▸ What needs to be done: Each line from the one containing "Note to the class: find the leaf" through the end of the data must be retyped exactly, and no other line.

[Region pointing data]
⟨

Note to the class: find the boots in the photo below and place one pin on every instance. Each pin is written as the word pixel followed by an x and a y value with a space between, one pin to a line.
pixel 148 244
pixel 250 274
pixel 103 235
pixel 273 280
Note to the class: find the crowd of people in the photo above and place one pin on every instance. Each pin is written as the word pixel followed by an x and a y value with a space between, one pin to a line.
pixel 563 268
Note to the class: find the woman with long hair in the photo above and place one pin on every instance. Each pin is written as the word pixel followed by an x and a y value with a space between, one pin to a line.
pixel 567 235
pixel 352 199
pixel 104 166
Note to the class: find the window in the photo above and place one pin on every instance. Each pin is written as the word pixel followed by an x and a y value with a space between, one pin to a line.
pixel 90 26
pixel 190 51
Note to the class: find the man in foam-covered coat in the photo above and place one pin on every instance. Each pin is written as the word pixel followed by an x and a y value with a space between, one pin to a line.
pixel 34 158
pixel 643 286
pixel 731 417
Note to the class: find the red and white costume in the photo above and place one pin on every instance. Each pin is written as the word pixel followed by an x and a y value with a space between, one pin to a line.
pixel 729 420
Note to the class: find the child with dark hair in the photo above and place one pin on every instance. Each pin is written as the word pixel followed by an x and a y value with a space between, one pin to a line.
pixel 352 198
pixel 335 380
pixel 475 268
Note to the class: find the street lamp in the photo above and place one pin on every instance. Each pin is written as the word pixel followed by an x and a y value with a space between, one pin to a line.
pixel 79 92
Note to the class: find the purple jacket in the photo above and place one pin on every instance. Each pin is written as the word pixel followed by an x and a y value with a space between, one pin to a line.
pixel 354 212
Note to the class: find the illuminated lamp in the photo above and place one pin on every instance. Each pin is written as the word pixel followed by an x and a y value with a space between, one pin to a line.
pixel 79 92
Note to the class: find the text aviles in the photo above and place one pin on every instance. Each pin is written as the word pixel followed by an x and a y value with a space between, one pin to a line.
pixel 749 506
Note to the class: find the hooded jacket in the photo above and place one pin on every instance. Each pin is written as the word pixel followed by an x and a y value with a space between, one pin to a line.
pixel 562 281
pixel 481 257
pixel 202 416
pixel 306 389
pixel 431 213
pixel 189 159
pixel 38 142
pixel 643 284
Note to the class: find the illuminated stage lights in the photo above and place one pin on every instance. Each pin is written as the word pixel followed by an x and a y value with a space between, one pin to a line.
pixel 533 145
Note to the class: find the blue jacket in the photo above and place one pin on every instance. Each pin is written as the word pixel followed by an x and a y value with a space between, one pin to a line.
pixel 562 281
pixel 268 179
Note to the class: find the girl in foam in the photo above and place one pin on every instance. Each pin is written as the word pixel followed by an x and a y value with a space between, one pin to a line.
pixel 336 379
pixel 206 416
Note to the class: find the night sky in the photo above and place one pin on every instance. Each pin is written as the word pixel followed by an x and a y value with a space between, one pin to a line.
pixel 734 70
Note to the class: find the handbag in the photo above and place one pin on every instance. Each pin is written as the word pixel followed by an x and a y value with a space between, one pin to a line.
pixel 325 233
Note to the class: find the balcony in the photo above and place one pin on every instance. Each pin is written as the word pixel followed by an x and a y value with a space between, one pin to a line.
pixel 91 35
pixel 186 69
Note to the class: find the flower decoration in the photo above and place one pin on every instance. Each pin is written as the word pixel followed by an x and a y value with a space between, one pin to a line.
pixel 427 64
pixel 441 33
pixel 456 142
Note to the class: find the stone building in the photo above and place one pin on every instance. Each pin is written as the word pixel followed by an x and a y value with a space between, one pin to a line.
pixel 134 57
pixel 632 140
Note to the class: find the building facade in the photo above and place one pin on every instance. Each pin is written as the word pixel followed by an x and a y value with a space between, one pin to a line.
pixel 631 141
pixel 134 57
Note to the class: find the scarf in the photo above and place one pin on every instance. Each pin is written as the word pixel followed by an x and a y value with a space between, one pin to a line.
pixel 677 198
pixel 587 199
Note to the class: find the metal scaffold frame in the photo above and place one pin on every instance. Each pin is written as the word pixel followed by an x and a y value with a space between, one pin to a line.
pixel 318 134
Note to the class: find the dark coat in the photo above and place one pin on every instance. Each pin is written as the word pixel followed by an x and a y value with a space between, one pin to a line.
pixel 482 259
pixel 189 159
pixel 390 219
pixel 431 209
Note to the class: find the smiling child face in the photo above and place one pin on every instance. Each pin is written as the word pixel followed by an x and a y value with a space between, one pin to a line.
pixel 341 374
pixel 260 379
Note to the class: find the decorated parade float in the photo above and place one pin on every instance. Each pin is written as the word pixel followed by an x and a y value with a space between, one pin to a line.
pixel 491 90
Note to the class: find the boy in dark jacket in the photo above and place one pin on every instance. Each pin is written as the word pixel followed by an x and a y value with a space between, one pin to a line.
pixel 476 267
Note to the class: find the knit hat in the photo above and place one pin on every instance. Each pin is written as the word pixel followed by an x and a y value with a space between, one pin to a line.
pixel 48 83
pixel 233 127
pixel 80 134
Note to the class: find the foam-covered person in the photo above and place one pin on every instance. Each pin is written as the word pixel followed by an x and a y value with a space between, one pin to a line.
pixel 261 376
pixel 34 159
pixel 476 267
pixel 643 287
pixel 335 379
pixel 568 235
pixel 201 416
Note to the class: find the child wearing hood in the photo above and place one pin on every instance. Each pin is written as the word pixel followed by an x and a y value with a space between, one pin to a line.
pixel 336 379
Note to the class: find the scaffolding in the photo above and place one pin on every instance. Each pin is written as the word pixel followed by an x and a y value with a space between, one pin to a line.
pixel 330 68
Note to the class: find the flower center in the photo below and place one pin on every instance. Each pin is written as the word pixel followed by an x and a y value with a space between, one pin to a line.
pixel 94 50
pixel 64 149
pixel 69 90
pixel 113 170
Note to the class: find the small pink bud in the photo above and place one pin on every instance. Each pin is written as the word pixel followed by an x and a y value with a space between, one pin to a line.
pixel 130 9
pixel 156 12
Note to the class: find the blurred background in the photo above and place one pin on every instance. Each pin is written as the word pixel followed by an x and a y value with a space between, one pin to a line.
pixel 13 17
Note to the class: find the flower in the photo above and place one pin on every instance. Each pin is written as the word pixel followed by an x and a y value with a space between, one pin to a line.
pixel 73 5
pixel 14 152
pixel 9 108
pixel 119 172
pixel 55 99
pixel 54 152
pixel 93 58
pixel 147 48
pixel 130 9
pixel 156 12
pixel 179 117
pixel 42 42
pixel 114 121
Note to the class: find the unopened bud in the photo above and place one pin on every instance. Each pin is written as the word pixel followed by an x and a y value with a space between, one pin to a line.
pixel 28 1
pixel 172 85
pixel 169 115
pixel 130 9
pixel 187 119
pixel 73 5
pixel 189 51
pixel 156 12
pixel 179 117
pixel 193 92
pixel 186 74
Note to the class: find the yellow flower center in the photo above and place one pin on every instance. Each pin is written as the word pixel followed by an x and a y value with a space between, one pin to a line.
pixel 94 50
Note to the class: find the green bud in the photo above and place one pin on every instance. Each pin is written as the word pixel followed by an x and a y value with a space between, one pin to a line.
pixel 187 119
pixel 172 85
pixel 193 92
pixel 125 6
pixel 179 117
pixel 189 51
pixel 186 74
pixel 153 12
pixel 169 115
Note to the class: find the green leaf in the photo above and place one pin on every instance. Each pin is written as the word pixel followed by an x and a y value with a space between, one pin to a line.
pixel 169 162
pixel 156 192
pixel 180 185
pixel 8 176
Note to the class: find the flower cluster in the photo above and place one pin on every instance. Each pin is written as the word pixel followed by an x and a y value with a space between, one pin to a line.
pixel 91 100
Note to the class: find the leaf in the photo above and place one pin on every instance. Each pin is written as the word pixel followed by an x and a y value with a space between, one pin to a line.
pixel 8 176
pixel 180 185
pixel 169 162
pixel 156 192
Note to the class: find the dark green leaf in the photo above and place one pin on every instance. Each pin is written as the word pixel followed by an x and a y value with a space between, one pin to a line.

⟩

▸ Output:
Note to the class: find the leaf in the photo above and place one pin on every instance. Each pin is written as the word pixel followed by an x and a y value with a space between, one pin to a line.
pixel 8 176
pixel 180 185
pixel 169 162
pixel 156 192
Note to the class: find the dark green leaf in the photo above and place one pin on every instance. Each pin is written as the word pixel followed by an x and a y value with a space between, one pin to a line.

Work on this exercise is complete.